= Requirement 1 =
Return the part of the Müntz wavelet abstract starting with "Research Information System" and going on through "pp.3-4, (Summary Text)", word for word.

= Provided passage =
Research Information System
IInternational Conference on Mathematical Advances and Applications, İstanbul, Turkey, 24 - 27 June 2020, pp.3-4, (Summary Text)
In
this study, the Müntz wavelet which is a one of the quitely fresh wavelet types
is considered to derive a solution of the fractional differential equations in
Caputo sense. The Müntz wavelets can be differently expressed using
Müntz-Legendre polynomials [1], Jacobi polynomials [2] or modified Müntz
formula [3]. The operational matrices for fractional integration and derivative
operators are given for Müntz wavelets [4]. The basis of wavelets is a powerful
tool for solving integral and differential equations. The main difference
between Haar, Legendre, Chebyshev wavelets and Müntz wavelets is in their
degree of the extended sentences. Since the degrees of the Müntz polynomials
are complex, Müntz wavelets both present a high accuracy for all complex
functions or functions with fractional powers and also cover a broad range of
functions primarily occuring in fractional models. The one of the advantages of
the method is that the used method enables a simple procedure to convert the
differential or integral equations to an algebraic system to be simply solved
by many conventional methods in the literature. The procedure for solving
equation is tested on some examples to show the applicability, efficiency and
accuracy of the used method. The numerical computations in this study are done
by using Maple software. The values obtained from the solution of the
considered equation by Müntz wavelet method are compared with the other numeric
and exact solution in the literature. The comparison of approximate and
analytic solution of the problem are visualized by graphics and the errors
between the solutions are comparatively shown in the tables. The numerical
findings show that the method is quitely effective since it has easy algorithm,
high accuracy, less computational complexity and less CPU time for solving the
considered equation.
Keywords: Fractional differential equations, Müntz
wavelet, numeric methods

= Requirement 2 =
Recast the records, starting with the line with "Where can you spot the white" and going on through the end of the records, as a Markdown table with the columns Row and Record line, leaving out any blank lines.

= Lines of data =
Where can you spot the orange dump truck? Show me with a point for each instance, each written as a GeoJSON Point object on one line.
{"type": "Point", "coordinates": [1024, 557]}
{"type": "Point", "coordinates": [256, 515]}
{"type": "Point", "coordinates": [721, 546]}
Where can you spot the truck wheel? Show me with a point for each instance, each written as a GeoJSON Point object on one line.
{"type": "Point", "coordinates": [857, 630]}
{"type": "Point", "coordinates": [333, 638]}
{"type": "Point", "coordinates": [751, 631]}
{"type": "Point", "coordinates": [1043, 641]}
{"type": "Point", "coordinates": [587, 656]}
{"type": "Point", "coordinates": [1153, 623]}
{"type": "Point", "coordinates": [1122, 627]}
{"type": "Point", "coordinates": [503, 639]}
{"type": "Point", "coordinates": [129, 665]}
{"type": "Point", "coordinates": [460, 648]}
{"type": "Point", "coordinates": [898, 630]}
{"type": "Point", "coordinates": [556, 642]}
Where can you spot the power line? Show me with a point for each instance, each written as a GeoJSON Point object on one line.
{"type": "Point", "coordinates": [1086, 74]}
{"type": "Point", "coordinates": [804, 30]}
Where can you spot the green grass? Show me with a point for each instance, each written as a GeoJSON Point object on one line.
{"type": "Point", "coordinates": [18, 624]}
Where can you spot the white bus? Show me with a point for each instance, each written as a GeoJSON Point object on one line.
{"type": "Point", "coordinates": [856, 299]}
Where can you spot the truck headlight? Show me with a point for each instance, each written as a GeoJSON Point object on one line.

= Exercise output 1 =
Research Information System
IInternational Conference on Mathematical Advances and Applications, İstanbul, Turkey, 24 - 27 June 2020, pp.3-4, (Summary Text)

= Exercise output 2 =
| Row | Record line |
|---|---|
| 1 | Where can you spot the white bus? Show me with a point for each instance, each written as a GeoJSON Point object on one line. |
| 2 | {"type": "Point", "coordinates": [856, 299]} |
| 3 | Where can you spot the truck headlight? Show me with a point for each instance, each written as a GeoJSON Point object on one line. |